The complete set of records should be given again verbatim.

**PROVIDED RECORDS:**

○ ○ ○ ○ ○ ○ ○

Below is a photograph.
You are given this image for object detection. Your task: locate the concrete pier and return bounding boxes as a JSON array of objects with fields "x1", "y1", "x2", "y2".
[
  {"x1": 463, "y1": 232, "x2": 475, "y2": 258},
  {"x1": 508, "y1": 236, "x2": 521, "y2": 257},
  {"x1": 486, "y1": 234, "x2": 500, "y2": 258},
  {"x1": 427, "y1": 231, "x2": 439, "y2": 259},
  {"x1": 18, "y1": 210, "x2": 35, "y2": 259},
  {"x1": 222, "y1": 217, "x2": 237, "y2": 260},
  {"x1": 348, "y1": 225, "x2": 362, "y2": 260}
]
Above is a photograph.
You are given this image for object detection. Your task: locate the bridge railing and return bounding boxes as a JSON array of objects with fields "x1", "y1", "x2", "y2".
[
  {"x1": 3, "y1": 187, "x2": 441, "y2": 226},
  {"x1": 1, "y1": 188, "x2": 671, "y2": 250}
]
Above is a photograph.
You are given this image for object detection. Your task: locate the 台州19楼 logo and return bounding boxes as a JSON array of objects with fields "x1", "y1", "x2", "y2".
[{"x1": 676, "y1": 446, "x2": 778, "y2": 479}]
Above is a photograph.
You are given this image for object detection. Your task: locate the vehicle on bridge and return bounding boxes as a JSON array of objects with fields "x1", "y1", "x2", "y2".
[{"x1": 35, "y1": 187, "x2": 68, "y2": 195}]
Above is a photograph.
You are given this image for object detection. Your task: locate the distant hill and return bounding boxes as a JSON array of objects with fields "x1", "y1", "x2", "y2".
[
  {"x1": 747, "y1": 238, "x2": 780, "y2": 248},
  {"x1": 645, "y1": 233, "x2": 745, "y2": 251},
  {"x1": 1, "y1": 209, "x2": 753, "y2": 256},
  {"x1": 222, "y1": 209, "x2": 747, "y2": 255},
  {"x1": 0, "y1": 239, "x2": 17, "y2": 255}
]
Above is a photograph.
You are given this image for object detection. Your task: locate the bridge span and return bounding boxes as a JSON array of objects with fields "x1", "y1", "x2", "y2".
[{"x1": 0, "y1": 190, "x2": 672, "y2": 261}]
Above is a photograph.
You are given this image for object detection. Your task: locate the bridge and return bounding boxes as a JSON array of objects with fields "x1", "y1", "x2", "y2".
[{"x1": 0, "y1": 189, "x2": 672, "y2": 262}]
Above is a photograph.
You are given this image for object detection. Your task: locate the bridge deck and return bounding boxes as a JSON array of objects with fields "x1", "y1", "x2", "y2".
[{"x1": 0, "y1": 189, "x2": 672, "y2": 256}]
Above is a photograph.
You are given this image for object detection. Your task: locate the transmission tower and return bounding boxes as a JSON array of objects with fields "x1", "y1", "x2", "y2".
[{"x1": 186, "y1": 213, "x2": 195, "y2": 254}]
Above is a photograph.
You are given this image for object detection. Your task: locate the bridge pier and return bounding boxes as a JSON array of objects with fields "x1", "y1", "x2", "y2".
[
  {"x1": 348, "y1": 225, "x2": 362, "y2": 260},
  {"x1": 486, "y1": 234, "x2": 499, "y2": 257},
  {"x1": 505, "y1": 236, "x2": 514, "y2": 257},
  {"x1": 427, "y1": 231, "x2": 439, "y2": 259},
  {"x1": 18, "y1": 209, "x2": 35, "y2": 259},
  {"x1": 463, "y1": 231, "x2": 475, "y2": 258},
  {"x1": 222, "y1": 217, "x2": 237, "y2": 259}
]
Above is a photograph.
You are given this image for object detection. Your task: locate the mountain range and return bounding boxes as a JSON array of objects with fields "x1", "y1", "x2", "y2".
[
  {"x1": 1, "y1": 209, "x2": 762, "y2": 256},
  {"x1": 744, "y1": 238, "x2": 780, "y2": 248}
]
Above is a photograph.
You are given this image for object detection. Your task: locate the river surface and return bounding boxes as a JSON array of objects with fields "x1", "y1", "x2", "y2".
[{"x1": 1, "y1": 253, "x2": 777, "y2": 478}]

○ ○ ○ ○ ○ ○ ○

**RESULT OF THE EXERCISE:**
Below is a photograph.
You are given this image for object detection. Your task: locate the concrete pier and return bounding boxes as a JSON array of objects with fields "x1", "y1", "x2", "y2".
[
  {"x1": 463, "y1": 232, "x2": 475, "y2": 258},
  {"x1": 508, "y1": 236, "x2": 521, "y2": 257},
  {"x1": 486, "y1": 234, "x2": 500, "y2": 258},
  {"x1": 427, "y1": 231, "x2": 439, "y2": 259},
  {"x1": 18, "y1": 210, "x2": 35, "y2": 259},
  {"x1": 222, "y1": 217, "x2": 237, "y2": 260},
  {"x1": 348, "y1": 225, "x2": 362, "y2": 260}
]
Above is a photograph.
You are given this image for object detection. Your task: locate the bridge railing and return bounding boxes as a JSON array of objects with fields "x1", "y1", "x2", "y2".
[
  {"x1": 3, "y1": 187, "x2": 441, "y2": 226},
  {"x1": 1, "y1": 188, "x2": 671, "y2": 250}
]
Above is a photograph.
You are given this image for object detection. Your task: locate the 台州19楼 logo and return bounding boxes as a JSON array of objects with fields "x1", "y1", "x2", "y2".
[{"x1": 676, "y1": 446, "x2": 778, "y2": 479}]
Above is a photograph.
You are given this image for object detection. Your task: locate the vehicle on bridge and return bounding boxes as a JSON array of objects with fields "x1", "y1", "x2", "y2".
[{"x1": 35, "y1": 187, "x2": 68, "y2": 195}]
Above is a photograph.
You are given this image for object detection. Your task: locate the distant hill and return bounding boxes as a JSON array of objects with fields "x1", "y1", "x2", "y2".
[
  {"x1": 747, "y1": 238, "x2": 780, "y2": 248},
  {"x1": 645, "y1": 233, "x2": 745, "y2": 251},
  {"x1": 1, "y1": 209, "x2": 753, "y2": 256},
  {"x1": 222, "y1": 209, "x2": 747, "y2": 255},
  {"x1": 0, "y1": 239, "x2": 17, "y2": 255}
]
Above is a photograph.
You are given this image for object detection. Your task: locate the bridge span and return bounding boxes as a JSON array of objects with fields "x1", "y1", "x2", "y2".
[{"x1": 0, "y1": 190, "x2": 672, "y2": 261}]
Above is a photograph.
You are given this image for object detection. Your task: locate the bridge and return bounding boxes as a JSON array of objects with fields "x1", "y1", "x2", "y2".
[{"x1": 0, "y1": 189, "x2": 672, "y2": 262}]
Above is a photograph.
You are given this image for object detection. Your task: locate the bridge deck and return bounding boxes as a JSON array of objects with fields "x1", "y1", "x2", "y2".
[{"x1": 0, "y1": 189, "x2": 672, "y2": 256}]
Above is a photograph.
You are given this image for object detection. Your task: locate the transmission tower and return bounding boxes as a JSON array of objects with fields "x1", "y1", "x2", "y2".
[{"x1": 186, "y1": 213, "x2": 195, "y2": 254}]
Above is a photograph.
You are given this image for object detection. Your task: locate the bridge pier and return bounding boxes as a JSON array of objects with fields "x1", "y1", "x2", "y2".
[
  {"x1": 348, "y1": 225, "x2": 362, "y2": 260},
  {"x1": 486, "y1": 234, "x2": 499, "y2": 257},
  {"x1": 505, "y1": 236, "x2": 514, "y2": 257},
  {"x1": 427, "y1": 231, "x2": 439, "y2": 259},
  {"x1": 18, "y1": 209, "x2": 35, "y2": 259},
  {"x1": 463, "y1": 231, "x2": 475, "y2": 258},
  {"x1": 222, "y1": 217, "x2": 237, "y2": 259}
]
Above is a photograph.
You are given this image for object detection. Your task: locate the mountain range and return bounding boxes as a JSON array of objects with fields "x1", "y1", "x2", "y2".
[
  {"x1": 1, "y1": 209, "x2": 762, "y2": 256},
  {"x1": 744, "y1": 238, "x2": 780, "y2": 248}
]
Above is a photograph.
You are given this image for object detection. Your task: locate the river surface and return bounding boxes as a JSON array of objects with fields "x1", "y1", "x2", "y2".
[{"x1": 1, "y1": 253, "x2": 777, "y2": 478}]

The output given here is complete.